Task input:
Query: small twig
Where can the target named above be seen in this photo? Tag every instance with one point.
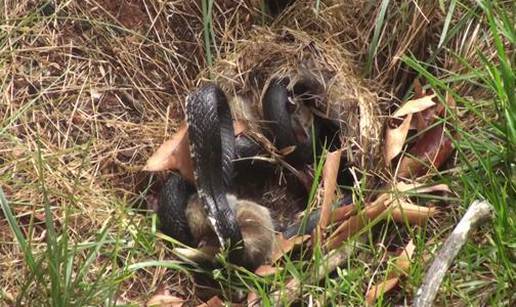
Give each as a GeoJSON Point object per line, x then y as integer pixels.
{"type": "Point", "coordinates": [477, 213]}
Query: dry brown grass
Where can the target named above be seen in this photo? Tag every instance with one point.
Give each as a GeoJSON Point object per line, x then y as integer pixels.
{"type": "Point", "coordinates": [95, 86]}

Written exercise:
Reproduce every entry word for word, but skip any pictures.

Result for this task:
Query: small twig
Where can the target named above be seen in this photo? Tag every instance with one point.
Give each as a GeoJSON Point object per line, x then y as integer pixels.
{"type": "Point", "coordinates": [477, 213]}
Query: dry brown grass
Where can the target named above be seen in this photo? Tag every instance with one point.
Give each as a GeoJSON Point object per line, x then y as integer pixels.
{"type": "Point", "coordinates": [95, 86]}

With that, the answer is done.